§ **Passage**:

####################

Understand that the only sets that actually induce muscle growth are the heavy sets - the sets using maximum weight for 4 to 6 reps. All other sets besides these will not produce overload needed to induce growth. These sets are merely preludes to the muscle-building sets. With this known, now you can see why it's critical to intelligently warm-up so you can maximize the growth producing sets.
_


----------



## Arnold (Feb 5, 2003)

_*Warming Up The Right Way. *

 Here we are going to take the Bench Press and show you a proper warm-up technique that will allow you to lift more weight on your heavy sets. Remember, more weight - more overload - more muscle.

Again well use 275 as your heavy weight. If you typically warm-up and train like I pointed out earlier the 275 will feel a lot lighter this time.

First Set: 135 x 12 reps (warm-up)

These should be good smooth reps. Not too slow and not to fast. Your main goal is to increase blood flow and get the feel of the movement and the weight. After this first set you should rest about 2 minutes.

Second Set: 135 x 10 reps (warm-up)

Same weight as before. Rhythm should be a little faster this time. Not much faster. Rest about 2 minutes.

Third Set: 185 x 6 reps (warm-up)

This should be a deliberate set done at a moderate pace. This is the next step in weight acclimation. It should feel light and 4 reps should be very easy. Rest about 2 to 3 minutes before the next set.

Fourth Set: 225 x 3 reps (weight acclimation)

You should follow the same rhythm as in the last set. 3 strong reps. Rest 2  minutes before next set.

Fifth Set: 255 x 1 rep (weight acclimation)

That's right, just 1 rep. The purpose here is weight acclimation. This should be a strong, powerful and deliberate rep.

Sixth, Seventh, and Eighth Set: 285 x 4 to 6 reps (muscle-building)

These are the muscle building sets. Very important. These are the only sets that produce muscle growth. All the sets leading up to these heavy sets are merely warm-up sets and are treated as just that and nothing more.

####################

§ **The tasks**:
(1) Turn the paragraph in the bench press warm-up post that begins "These should be good smooth reps" into a short bulleted list that keeps its main facts.
(2) Pick up the bench press warm-up post right after its final sentence and write a few more sentences in the same voice.

§ **Given records**:
####################

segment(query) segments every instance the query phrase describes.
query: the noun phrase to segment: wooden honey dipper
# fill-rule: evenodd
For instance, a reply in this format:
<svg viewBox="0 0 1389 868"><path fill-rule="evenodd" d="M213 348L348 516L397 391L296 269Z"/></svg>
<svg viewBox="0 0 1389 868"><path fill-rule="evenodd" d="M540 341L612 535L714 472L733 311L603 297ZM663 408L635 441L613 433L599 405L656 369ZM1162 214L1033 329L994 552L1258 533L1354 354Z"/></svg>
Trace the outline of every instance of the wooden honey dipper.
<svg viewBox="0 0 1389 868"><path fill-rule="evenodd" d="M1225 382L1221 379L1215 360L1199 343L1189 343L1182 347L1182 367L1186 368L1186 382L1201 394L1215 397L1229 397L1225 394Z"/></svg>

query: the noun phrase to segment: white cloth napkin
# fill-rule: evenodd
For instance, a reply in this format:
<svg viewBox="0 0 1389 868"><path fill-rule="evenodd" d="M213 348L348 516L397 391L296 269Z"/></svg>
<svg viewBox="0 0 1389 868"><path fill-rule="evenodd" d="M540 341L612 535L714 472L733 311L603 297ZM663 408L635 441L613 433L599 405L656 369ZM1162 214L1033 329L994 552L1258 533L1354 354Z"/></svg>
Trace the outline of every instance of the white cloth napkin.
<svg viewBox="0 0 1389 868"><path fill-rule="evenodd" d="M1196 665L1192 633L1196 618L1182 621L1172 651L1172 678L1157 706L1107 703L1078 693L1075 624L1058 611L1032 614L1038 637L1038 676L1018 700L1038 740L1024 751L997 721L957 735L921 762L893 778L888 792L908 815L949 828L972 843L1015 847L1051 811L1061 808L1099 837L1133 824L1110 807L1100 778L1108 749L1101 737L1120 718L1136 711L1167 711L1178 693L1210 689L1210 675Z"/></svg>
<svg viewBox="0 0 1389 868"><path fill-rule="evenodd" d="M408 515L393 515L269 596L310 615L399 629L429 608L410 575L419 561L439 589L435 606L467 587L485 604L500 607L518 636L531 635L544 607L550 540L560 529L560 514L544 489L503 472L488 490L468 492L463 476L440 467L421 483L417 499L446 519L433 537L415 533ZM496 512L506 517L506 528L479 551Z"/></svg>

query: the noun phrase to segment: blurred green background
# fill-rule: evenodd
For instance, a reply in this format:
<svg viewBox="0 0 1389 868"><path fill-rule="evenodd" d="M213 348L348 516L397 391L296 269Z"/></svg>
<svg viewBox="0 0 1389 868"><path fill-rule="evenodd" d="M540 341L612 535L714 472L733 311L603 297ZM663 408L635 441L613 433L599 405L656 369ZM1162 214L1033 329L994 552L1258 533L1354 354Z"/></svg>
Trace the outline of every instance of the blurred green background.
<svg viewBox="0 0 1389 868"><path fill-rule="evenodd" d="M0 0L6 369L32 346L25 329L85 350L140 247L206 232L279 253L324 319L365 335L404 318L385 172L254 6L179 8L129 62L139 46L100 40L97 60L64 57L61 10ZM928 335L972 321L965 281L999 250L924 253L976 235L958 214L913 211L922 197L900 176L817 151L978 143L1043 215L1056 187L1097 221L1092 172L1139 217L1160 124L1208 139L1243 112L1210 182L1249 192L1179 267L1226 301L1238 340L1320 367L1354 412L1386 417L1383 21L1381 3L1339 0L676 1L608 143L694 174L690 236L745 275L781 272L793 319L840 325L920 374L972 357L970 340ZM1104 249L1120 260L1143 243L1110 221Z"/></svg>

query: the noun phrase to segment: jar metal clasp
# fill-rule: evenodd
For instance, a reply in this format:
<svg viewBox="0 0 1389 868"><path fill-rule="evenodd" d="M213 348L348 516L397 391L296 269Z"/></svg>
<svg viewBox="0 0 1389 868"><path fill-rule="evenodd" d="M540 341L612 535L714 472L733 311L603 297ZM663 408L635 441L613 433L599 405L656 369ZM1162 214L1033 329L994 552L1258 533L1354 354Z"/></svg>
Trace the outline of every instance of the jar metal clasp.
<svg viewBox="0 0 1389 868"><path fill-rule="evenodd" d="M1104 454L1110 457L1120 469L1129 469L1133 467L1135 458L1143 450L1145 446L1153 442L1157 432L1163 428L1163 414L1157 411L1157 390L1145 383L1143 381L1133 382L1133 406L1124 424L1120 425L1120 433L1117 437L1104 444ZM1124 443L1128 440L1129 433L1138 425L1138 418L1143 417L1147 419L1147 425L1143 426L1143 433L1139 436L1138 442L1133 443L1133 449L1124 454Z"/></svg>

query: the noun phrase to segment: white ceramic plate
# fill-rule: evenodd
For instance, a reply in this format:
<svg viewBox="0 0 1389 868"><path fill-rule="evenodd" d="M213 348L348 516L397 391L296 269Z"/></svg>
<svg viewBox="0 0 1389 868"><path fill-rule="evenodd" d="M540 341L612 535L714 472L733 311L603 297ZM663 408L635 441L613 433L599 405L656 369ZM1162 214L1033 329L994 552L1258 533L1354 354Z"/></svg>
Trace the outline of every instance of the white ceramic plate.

####################

§ **Task answers**:
(1)
- Do smooth reps, neither too slow nor too fast.
- The main goal is to increase blood flow and get the feel of the movement and the weight.
- Rest about 2 minutes after this first set.

(2)
Notice we went to 285 instead of 275. Warming up the Max-OT allows you to use heavier weight during the most important muscle building sets._


----------



## Arnold (Feb 5, 2003)

_*Eliminating And Avoiding Unnecessary Sets*

 Anytime you do a set it should be performed for a defined purpose. In essence there are only three types of sets - warm-up sets, weight acclimation sets, and muscle building sets. There are no in-betweens. No other set should exist and from the standpoint of building muscle, no other set does exist. Each set you do should be clearly defined and fall into one of these 3 categories. 
Think about your typical workout. How many sets do you do that have no clear definition? You know the sets that fall somewhere between a warm-up set, a weight acclimation set, and a muscle building set. These sets should be eliminated and a structured Max-OT workout does just that.

A set that is neither a warm-up set, a weight acclimation set, or a muscle building set does nothing for muscle growth. In fact, these undefined sets rob the muscle of maximum growth by inducing fatigue. Fatigue is muscle growth's worst enemy.

Here is an example of unnecessary sets typically done during most non Max-OT workouts.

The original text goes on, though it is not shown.